It’s no great trick to work out the twist in SHUTTER ISLAND, nor is having done so any great hindrance to enjoying this latest collaboration between Martin Scorsese and Leonardo DiCaprio. In fact, the clues judiciously scattered throughout the film all but demand that the audience figure out that one small piece of the puzzle for the story to reveal its true integrity as it also considers how society as a whole, and its individuals, process pure evil.
The eponymous island houses Ashcliffe Asylum, a unique hybrid of prison and mental health facility that houses the most difficult cases of criminal insanity. It is to this rock off the Massachusetts coast that U.S. Marshall Teddy Daniels (DiCaprio) and his new partner, the affable but essentially passive, Charles Aule (Mark Ruffalo) come to solve the disappearance of one of the inmates, a woman who murdered her children, but is so far gone that she has confused the facility with her home in the Berkshires. It is a dour place indeed, but run by Dr. Cawely (Sir Ben Kingsley) a psychiatrist who has radical ideas about treating the mentally ill. Perhaps too radical. On the surface, though, he talks a good game, eschewing lobotomies and electric shock and even the new-fangled psycho-pharmaceuticals just coming into their own in 1954 in favor of talking and listening. Daniels, finding idiosyncratic resistance by the staff to perfectly reasonable aspects of his investigation, eliciting peculiar information from the inmates, or patients as Dr. Cawley insists on calling them, and haunted by his own nightmarish memories of his dead wife (Michelle Williams) and his Army service in World War II, must also contend with violent weather, migraines, and what may be a vast conspiracy by a shadow government with him at its center.

[Region pointing data]
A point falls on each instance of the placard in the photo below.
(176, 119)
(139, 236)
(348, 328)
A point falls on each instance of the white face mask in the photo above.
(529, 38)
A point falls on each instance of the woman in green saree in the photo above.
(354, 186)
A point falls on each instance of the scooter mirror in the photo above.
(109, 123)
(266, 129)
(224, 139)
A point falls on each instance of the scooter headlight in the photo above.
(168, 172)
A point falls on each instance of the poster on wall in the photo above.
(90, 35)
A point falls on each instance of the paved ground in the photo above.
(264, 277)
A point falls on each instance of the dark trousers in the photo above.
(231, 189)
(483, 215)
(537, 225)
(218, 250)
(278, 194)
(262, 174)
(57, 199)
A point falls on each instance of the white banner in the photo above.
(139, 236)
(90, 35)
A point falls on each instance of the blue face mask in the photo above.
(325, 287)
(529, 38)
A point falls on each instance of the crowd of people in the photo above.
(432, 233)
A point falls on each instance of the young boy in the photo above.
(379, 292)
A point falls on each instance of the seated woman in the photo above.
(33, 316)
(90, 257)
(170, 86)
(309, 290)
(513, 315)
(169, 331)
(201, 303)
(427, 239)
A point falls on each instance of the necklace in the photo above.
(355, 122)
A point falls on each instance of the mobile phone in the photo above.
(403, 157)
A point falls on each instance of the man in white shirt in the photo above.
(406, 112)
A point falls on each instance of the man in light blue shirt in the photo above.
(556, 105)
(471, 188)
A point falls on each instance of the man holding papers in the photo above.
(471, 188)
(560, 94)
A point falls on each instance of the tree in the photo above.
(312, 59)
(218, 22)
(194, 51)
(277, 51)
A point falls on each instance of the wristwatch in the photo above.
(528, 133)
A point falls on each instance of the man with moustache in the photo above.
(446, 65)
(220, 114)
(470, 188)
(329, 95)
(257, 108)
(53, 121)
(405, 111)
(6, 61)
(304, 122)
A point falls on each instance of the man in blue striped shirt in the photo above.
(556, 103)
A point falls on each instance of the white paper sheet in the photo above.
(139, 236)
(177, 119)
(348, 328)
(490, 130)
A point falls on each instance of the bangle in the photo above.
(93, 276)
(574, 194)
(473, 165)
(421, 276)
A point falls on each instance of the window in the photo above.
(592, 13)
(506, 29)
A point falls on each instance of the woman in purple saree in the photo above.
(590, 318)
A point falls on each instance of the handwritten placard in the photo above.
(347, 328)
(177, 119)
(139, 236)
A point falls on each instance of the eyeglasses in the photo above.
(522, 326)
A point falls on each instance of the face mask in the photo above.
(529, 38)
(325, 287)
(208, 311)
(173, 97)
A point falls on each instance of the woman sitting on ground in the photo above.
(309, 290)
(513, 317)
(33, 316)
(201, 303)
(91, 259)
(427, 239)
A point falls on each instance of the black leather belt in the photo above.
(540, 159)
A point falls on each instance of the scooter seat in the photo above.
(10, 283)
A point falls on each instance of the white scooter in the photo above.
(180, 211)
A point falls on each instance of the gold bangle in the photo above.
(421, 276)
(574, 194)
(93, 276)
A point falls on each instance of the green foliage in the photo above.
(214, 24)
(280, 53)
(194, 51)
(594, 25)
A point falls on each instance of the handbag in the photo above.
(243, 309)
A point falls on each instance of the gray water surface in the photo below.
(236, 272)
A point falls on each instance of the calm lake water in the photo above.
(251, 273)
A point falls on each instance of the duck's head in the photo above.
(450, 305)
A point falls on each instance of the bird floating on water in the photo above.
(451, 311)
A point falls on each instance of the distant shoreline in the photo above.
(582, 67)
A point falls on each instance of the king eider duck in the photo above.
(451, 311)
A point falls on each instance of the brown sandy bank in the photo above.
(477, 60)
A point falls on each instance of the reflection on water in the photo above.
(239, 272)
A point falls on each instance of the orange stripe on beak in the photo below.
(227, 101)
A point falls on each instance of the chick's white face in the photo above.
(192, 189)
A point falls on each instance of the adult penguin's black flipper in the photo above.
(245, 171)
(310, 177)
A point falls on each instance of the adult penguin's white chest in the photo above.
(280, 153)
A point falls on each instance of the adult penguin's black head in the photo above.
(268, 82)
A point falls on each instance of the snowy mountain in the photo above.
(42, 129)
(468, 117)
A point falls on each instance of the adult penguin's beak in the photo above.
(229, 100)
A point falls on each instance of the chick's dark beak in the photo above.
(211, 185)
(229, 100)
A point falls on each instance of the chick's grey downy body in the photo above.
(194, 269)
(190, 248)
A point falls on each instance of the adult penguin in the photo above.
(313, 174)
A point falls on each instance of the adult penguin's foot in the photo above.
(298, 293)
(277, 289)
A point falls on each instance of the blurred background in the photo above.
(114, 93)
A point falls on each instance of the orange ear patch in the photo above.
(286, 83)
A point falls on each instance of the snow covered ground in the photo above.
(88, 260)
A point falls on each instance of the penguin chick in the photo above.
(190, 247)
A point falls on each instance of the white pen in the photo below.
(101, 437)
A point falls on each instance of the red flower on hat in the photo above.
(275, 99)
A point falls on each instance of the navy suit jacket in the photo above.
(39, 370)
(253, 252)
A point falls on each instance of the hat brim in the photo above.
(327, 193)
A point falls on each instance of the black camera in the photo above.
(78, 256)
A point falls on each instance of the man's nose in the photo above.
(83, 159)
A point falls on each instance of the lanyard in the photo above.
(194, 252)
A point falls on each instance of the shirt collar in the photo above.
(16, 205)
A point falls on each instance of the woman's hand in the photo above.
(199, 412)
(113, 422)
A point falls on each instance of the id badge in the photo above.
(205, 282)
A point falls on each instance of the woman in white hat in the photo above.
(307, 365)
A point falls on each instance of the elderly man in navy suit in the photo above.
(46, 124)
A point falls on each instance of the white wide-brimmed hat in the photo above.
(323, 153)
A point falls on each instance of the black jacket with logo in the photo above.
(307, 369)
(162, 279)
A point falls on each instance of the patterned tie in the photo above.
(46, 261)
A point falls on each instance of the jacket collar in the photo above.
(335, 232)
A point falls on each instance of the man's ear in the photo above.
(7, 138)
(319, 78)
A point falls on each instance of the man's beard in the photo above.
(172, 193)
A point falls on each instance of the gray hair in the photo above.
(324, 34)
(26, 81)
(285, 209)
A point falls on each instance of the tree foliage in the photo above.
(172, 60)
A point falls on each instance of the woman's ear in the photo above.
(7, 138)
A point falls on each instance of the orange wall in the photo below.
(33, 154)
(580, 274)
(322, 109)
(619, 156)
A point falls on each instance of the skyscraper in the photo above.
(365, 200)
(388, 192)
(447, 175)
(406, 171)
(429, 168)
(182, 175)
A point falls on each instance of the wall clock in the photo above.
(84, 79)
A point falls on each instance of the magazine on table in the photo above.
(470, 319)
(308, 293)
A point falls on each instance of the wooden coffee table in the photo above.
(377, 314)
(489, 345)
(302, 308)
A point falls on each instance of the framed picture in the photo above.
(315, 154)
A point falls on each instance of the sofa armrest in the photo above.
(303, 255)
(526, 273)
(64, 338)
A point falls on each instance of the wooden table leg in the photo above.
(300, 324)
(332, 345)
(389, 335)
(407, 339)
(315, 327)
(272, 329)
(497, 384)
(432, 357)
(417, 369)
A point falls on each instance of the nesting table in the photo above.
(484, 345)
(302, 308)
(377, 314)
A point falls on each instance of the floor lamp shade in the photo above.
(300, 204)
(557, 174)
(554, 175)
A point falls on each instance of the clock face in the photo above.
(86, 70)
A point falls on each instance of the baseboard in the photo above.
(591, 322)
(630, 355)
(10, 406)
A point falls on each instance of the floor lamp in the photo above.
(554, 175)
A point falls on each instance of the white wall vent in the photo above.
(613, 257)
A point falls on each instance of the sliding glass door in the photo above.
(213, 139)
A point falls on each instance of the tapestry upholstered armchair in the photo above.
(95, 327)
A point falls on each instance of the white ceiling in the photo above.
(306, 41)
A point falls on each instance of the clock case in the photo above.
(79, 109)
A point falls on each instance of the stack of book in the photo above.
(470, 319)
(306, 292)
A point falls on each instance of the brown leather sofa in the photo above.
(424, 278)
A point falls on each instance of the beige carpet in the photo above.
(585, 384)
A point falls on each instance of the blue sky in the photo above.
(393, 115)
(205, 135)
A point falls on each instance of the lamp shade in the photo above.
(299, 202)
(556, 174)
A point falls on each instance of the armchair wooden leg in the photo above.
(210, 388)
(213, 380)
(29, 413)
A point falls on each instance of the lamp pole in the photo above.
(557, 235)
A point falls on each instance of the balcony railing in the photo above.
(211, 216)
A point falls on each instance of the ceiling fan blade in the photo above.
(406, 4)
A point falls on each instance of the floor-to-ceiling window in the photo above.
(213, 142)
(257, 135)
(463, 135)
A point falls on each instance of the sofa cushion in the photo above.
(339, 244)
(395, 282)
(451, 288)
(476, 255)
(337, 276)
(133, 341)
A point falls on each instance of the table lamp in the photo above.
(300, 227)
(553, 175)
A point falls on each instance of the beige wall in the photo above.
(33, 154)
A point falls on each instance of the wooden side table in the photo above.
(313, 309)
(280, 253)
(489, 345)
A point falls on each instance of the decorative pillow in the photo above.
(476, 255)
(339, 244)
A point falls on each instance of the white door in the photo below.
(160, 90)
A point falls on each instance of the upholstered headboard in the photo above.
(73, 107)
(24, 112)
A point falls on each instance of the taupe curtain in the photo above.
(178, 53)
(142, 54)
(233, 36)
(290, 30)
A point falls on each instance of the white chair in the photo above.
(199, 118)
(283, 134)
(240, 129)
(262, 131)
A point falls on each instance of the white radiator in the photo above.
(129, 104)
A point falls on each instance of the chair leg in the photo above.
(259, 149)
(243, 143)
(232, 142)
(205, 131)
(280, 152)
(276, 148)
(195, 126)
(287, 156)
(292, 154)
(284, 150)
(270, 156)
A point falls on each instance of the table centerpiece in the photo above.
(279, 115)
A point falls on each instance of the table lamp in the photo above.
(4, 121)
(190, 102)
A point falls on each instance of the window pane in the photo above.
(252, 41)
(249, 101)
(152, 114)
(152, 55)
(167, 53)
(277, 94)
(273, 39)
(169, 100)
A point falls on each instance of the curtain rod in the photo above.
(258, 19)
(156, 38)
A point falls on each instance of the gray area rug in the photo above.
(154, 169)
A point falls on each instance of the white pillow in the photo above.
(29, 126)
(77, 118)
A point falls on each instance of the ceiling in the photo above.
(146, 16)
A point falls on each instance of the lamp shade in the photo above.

[TASKS TO PERFORM]
1: Please replace "puzzle" with "riddle" in the Shutter Island review, starting at "It’s no great" and ending at "process pure evil.".
2: Extend the Shutter Island review past its last sentence.
The listing isn't needed for anything here.

[EXERCISE ANSWERS]
1:
It’s no great trick to work out the twist in SHUTTER ISLAND, nor is having done so any great hindrance to enjoying this latest collaboration between Martin Scorsese and Leonardo DiCaprio. In fact, the clues judiciously scattered throughout the film all but demand that the audience figure out that one small piece of the riddle for the story to reveal its true integrity as it also considers how society as a whole, and its individuals, process pure evil.

2:
The line between sanity and insanity is the tightrope that Daniels walks, faced as he is with stories that seem credible, but coming from those who have been certified of unsound mind, and stories that seem fabricated from those who minister to them. Scorsese delivers the tension from first frame to last with a deliberately low-key mood that amps up the eeriness. It imbues even the most benign actions with a sinister ambiguity, reflecting the storys key conundrum: once someone has been labeled insane, nothing he or she says can be viewed as sane, but can the person placing the label be trusted?
DiCaprio is electrifying. From the first shot where he is literally emerging from the fog, through a story that has his character trying to determine if he is lost in a more metaphorical fog, he is coiled so tightly that even breathing seems like a painful effort. He makes of Daniel’s tenacity a revealing desperation, and his pugnacity a peculiar sort of vulnerability, one all too easily parsed by one of the Ashcliffe’s resident psychiatrists (Max von Sydow), whose German accent somehow provokes Daniels more than the doctor’s smug self-assurance does.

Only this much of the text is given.